_Énoncé 1_
Modifiez le texte sur la crise du capitalisme : reproduisez-en la partie qui commence par « Cependant, ces exemples » et se termine par « fin de l’été. », en substituant « découragement » à « désespoir ».

_Texte_

---*---

Cependant, ces exemples les plus extrêmes ne sont que la partie visible de l’iceberg. Ce ne sont pas seulement les jeunes les plus défavorisés, les plus pauvres, qui sont envahis par le désespoir. Leur désespoir et leurs actes absurdes ne sont que les révélateurs d’une absence totale de perspective, non seulement pour eux-mêmes, mais pour l’ensemble de la société, dans tous les pays. Une société qui, de façon croissante, se débat dans une crise économique insurmontable du fait des contradictions insolubles du mode de production capitaliste. Une société qui, de plus en plus, subit les ravages de la guerre, des famines, des épidémies incontrôlables, d’une détérioration dramatique de l’environnement, de catastrophes naturelles qui se transforment en d’immenses drames humains, comme le tsunami de l’hiver dernier ou les inondations de la Nouvelle-Orléans à la fin de l’été.
Dans les années 1930, le capitalisme mondial avait subi une crise semblable à celle dans laquelle il s’enfonce aujourd’hui. La seule réponse que le capitalisme put lui apporter fut la guerre mondiale. C’était une réponse barbare mais elle avait permis à la bourgeoisie de mobiliser la société et les esprits autour de cet objectif.
Aujourd’hui, la seule réponse que peut apporter la classe dominante à l’impasse de son économie est encore la guerre : c’est pour cela que les conflits guerriers n’ont pas de fin et impliquent de façon croissante les pays les plus avancés ou qui avaient été épargnés pendant une longue période (tels les États-Unis ou certains pays d’Europe comme la Yougoslavie tout au long des années 1990). Cependant, la bourgeoisie ne peut aller jusqu’au bout de ce chemin vers la guerre mondiale. En premier lieu, parce que lorsque les premiers effets de la crise se sont fait sentir, à la fin des années 60, la classe ouvrière mondiale, et notamment dans les pays les plus industrialisés, a réagi avec une vigueur telle (grève générale de Mai 68 en France, « automne chaud » italien de 69, grève en Pologne de 70-71, etc.) qu’elle a fait la preuve qu’elle n’était pas prête comme auparavant à servir de chair à canon pour les visées impérialistes de la bourgeoise. En second lieu, parce qu’avec la disparition des deux grands blocs impérialistes, après l’effondrement du bloc de l’Est en 1989, les conditions militaires et diplomatiques n’existent pas à l’heure actuelle pour une nouvelle guerre mondiale, ce qui n’empêche pas les guerres plus locales de se perpétuer et de se multiplier. Le capitalisme n’a aucune perspective à offrir à l’humanité, sinon celle de guerres toujours plus barbares, de catastrophes toujours plus tragiques, d’une misère toujours croissante pour la grande majorité de la population mondiale. Nous sommes 100% d’accord avec Nada quand il affirme dans un intertitre du tract que « Le capitalisme est en train de s’autodétruire ! » et, pouvons-nous ajouter, en faisant peser la menace de la disparition même de l’humanité.

---*---

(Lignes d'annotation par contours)

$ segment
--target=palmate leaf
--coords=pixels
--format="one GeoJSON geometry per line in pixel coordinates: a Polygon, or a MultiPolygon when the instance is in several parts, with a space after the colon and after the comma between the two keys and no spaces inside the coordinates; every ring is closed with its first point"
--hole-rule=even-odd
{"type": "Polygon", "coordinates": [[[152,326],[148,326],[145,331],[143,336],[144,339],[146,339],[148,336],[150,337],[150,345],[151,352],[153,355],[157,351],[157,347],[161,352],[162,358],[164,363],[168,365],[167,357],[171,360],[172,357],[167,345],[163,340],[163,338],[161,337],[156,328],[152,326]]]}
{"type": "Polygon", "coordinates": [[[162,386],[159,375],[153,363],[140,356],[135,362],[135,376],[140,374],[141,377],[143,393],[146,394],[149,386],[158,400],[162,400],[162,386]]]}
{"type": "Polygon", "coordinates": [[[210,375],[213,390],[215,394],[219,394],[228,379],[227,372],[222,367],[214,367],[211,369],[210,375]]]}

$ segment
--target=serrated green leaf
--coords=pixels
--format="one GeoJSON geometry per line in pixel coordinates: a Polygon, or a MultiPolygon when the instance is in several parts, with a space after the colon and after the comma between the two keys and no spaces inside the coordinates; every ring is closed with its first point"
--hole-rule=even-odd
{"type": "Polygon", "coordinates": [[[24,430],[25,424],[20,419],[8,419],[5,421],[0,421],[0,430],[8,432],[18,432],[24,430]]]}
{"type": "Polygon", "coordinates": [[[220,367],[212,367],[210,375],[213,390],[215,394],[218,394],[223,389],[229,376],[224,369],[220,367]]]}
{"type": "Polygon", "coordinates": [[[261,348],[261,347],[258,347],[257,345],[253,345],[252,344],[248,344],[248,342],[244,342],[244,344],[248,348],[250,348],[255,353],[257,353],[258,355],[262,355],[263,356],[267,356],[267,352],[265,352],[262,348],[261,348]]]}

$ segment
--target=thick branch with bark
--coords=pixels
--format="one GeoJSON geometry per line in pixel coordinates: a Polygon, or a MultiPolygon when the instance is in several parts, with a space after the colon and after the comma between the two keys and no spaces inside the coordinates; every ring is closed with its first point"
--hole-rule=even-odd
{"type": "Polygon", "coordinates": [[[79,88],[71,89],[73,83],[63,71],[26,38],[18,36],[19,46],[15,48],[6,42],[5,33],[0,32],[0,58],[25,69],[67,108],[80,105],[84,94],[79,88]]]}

---*---

_Énoncé 2_
Affichez, sans les modifier, toutes les lignes ci-dessus qui contiennent la chaîne « target ».

_Réponse 1_
Cependant, ces exemples les plus extrêmes ne sont que la partie visible de l’iceberg. Ce ne sont pas seulement les jeunes les plus défavorisés, les plus pauvres, qui sont envahis par le découragement. Leur découragement et leurs actes absurdes ne sont que les révélateurs d’une absence totale de perspective, non seulement pour eux-mêmes, mais pour l’ensemble de la société, dans tous les pays. Une société qui, de façon croissante, se débat dans une crise économique insurmontable du fait des contradictions insolubles du mode de production capitaliste. Une société qui, de plus en plus, subit les ravages de la guerre, des famines, des épidémies incontrôlables, d’une détérioration dramatique de l’environnement, de catastrophes naturelles qui se transforment en d’immenses drames humains, comme le tsunami de l’hiver dernier ou les inondations de la Nouvelle-Orléans à la fin de l’été.

_Réponse 2_
--target=palmate leaf
--target=serrated green leaf
--target=thick branch with bark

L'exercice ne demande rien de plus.